Within the records below, repeat each line exactly but keep every picture out of the copy.

[[ SUPPLIED MATERIAL open ]]

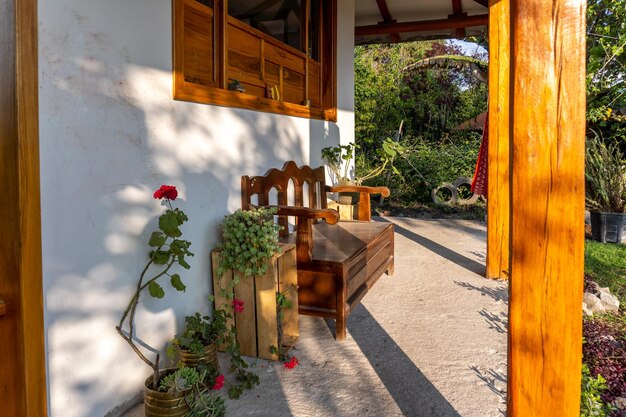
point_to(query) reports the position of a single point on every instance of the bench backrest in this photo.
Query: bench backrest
(305, 185)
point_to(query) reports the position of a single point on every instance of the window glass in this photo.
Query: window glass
(280, 19)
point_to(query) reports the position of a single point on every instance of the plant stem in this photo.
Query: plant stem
(129, 314)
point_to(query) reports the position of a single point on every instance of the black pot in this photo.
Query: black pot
(608, 227)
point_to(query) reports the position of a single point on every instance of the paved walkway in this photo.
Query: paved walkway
(428, 342)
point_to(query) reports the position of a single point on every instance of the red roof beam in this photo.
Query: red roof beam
(457, 11)
(386, 15)
(423, 25)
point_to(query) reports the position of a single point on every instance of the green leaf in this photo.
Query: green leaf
(183, 263)
(160, 257)
(168, 223)
(157, 239)
(156, 290)
(177, 283)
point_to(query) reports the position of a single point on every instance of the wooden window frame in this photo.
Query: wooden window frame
(218, 94)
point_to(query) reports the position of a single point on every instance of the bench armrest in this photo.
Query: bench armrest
(331, 216)
(304, 227)
(365, 208)
(384, 191)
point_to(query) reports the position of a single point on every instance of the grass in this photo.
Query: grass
(605, 263)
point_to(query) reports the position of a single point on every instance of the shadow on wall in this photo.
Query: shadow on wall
(110, 135)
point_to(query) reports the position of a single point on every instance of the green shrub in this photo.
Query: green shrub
(605, 177)
(424, 165)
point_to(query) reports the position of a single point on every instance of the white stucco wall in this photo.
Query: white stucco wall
(110, 135)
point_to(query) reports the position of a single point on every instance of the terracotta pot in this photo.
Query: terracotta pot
(209, 355)
(163, 404)
(608, 227)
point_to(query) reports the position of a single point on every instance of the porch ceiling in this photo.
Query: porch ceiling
(392, 21)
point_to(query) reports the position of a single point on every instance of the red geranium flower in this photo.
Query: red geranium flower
(166, 191)
(219, 383)
(291, 363)
(237, 305)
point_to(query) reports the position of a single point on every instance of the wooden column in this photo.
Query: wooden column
(498, 151)
(22, 350)
(547, 206)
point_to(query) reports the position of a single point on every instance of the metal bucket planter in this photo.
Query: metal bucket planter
(162, 404)
(608, 227)
(207, 356)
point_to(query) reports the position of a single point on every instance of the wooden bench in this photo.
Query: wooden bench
(338, 262)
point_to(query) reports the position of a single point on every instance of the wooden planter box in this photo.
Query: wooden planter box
(257, 324)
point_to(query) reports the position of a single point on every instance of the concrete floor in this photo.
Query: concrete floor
(428, 342)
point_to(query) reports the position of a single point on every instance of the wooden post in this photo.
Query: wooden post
(498, 149)
(22, 347)
(547, 194)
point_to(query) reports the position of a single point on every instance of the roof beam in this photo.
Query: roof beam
(386, 15)
(423, 25)
(457, 11)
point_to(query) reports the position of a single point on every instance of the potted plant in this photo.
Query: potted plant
(250, 245)
(250, 239)
(605, 191)
(166, 250)
(198, 397)
(197, 343)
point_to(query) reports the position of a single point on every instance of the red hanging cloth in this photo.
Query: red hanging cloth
(479, 183)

[[ SUPPLIED MATERIAL closed ]]

> **REPLY**
point_to(query) reports the position of a single point on every instance of the bench backrest in this photo.
Query: bench backrest
(305, 185)
point_to(query) reports the position of a single point on every instance of the window glass in this photo.
Query: window glass
(280, 19)
point_to(query) reports the position of a single point on every instance of the plant stem in this photo.
Query: plant stem
(129, 314)
point_to(query) reports the position of a single point on every instance of the black pot in this photo.
Query: black pot
(608, 227)
point_to(query) reports the position of a single point on every instance of the paved walkway in this photo.
Query: paved walkway
(428, 342)
point_to(query) reports the position of a single point on every instance of the red roof beam in this photo.
Query: red roof beam
(457, 11)
(386, 15)
(423, 25)
point_to(query) reports the position of a single point on every instance of the green leaf in this photo.
Query: green leaf
(183, 263)
(160, 257)
(168, 223)
(157, 239)
(156, 290)
(177, 283)
point_to(query) reports the position of a single point on every instance of the wooden window frame in this photo.
Query: wooden window frame
(218, 94)
point_to(query) reports the position of a single point on every instance of the bench armrest in this photo.
Query: bench armrest
(331, 216)
(304, 227)
(365, 208)
(384, 191)
point_to(query) reports the position of a single point on every instance of the grass in this photo.
Query: grass
(605, 263)
point_to(query) reports the position of a single point on every instance of the shadow on wall in this photo.
Query: shadow on wall
(110, 135)
point_to(query) reports the position of a single point on every instance of the green shrub in this photo.
Query: green shrub
(605, 177)
(424, 165)
point_to(query) reports the position of a single point on every instance of the white stucco wall in this photo.
Query: white stucco wall
(110, 135)
point_to(query) reports the position of a single point on every instance of the terracotta pot in this photo.
Query: terracotta pot
(209, 355)
(163, 404)
(608, 227)
point_to(query) reports the position of a single point on every instance of the porch ceiling in this photo.
Query: porch ceiling
(392, 21)
point_to(query) reports the position of a single point on every instance of the red geranium flower in this photo.
Query: red geranium flower
(166, 191)
(219, 383)
(291, 363)
(237, 305)
point_to(query) reports the position of a single point on every instance of the wooden column in this photo.
Query: wooden column
(498, 151)
(22, 350)
(547, 206)
point_to(query) reports the position of a single point on every instance of the metal bucket planter in this photo.
Query: metal bucket planter
(162, 404)
(608, 227)
(207, 356)
point_to(query) reports the position of a single point on every instance of the wooden bench in this photo.
Query: wooden bench
(338, 262)
point_to(query) reports the position of a single point on every instance of the wooden planter box in this photo.
Query: wooden planter box
(257, 324)
point_to(query) reports the position of a single point on every instance of the concrete floor in this photo.
Query: concrete floor
(428, 342)
point_to(query) reports the position of a single point on every instance of the wooden post in this photo.
Query: wooden post
(498, 149)
(22, 347)
(547, 194)
point_to(query) reports the position of a single point on every instance of the roof beam in this photo.
Query: roof beam
(386, 15)
(423, 25)
(457, 11)
point_to(query) reports the position of a single point on every instance of the potted plant in this photo.
Query: potted plant
(250, 245)
(250, 239)
(605, 191)
(166, 250)
(198, 397)
(197, 343)
point_to(query) reports the position of a single point on every instance of the red hanging cloth in this photo.
Query: red hanging cloth
(479, 183)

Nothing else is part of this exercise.